▶ What to do
• a. Using the extract on AI in telecom operations below, explain why CVM projects call for a transversal approach and executive support. Answer in one to three sentences.
• b. Answer these questions from the extract on AI in telecom operations below, one line each:
(i) Which KPIs do autonomous marketing agents in agentic CVM systems monitor?
(ii) Where are AI agents already used for mobile network monitoring?
(iii) What is the name of the use case that prioritizes mobile network deployment based on customer potential?

▶ Extract

LLM will come into the picture for customer interaction personalization.
AI-led Customer experience is then a combination of the right customer solicitation, with the optimized target value objective (churn or upsell), and the best interaction experience.
The next evolution lies in agentic CVM systems—autonomous marketing agents that monitor KPIs (NPS, ARPU, churn risk), learn from campaign outcomes, and autonomously trigger new actions.
For example, a customer-retention agent could, following an outage, and on the basis of customer scoring, coordinate with network-quality agents to deliver accurate customer communication as well as prioritized remediation, with an adapted loyalty offer—all without manual intervention.
Network Operations, Predictive Maintenance, Planning
On the technical side, networks generate billions of events daily. Predictive maintenance based on AI helps to predict probability of failures before they come into reality. This can generate significant savings in optimizing field operations.
All these operations help to improve KPIs such as the number of field interventions, mean time to repair, or Network Operating Center (NOC) agents’ productivity – which can be directly translated in financial benefits. AI Agents are already used in Orange NOC for mobile network monitoring. They aggregate network knowledge base, ticket information and technical procedures to support operations.
AI can be especially efficient in the combination of several constraints that can be difficult to model with determinist equations: for instance balancing coverage, throughput, and energy efficiency. For instance, AI is used in mobile Network planning prioritize deployment based on customer potential and not only on traffic. This use case known as “Smart Capex” is already deployed in several orange subsidiaries.
Beyond the AI hype and benefits several barriers need to be overcome to unleash the full AI potential.
AI is a transformative technology which must be deployed into a legacy organization. CVM projects for instance are primarily about Organizational change – which is broader than an IT project, requiring transversal approach and executive support. In the real life, the full potential may be as well constrained by the organization (siloed channels, outsourcing, …).

▶ Supplied information

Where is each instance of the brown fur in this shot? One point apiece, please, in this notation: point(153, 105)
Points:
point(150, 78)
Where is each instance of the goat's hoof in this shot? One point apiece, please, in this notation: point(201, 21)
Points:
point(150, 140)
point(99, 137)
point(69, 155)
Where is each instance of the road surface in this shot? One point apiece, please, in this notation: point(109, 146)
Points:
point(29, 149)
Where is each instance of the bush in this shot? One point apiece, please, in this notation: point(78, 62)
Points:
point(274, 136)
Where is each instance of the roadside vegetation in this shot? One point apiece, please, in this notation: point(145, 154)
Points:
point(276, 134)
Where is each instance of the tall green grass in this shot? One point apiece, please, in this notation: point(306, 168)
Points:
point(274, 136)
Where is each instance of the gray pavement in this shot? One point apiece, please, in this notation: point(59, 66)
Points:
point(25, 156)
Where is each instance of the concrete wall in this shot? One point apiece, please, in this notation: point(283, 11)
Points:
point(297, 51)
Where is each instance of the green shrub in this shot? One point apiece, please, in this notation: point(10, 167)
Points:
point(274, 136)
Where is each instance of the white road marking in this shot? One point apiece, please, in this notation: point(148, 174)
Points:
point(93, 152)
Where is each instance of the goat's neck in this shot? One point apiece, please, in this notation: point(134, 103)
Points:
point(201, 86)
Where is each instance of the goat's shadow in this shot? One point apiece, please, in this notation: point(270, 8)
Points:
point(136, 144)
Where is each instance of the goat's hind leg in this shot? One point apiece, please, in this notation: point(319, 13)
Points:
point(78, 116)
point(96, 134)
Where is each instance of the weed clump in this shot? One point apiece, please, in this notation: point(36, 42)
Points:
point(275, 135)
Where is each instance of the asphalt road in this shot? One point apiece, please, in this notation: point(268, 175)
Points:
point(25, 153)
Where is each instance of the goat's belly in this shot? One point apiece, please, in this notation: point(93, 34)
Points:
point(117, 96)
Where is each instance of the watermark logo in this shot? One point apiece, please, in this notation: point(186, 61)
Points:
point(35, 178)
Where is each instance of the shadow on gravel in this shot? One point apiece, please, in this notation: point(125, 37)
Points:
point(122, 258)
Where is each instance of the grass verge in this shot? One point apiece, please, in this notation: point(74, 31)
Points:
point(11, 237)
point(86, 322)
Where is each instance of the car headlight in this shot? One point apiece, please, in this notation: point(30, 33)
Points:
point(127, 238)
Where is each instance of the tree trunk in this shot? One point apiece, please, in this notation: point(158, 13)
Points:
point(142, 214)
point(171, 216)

▶ Answers
• a. CVM projects are mainly about organizational change, and that is broader than an IT project. AI is a transformative technology that has to be deployed into a legacy organization.

• b.
(i) NPS, ARPU and churn risk.
(ii) In Orange NOC.
(iii) "Smart Capex".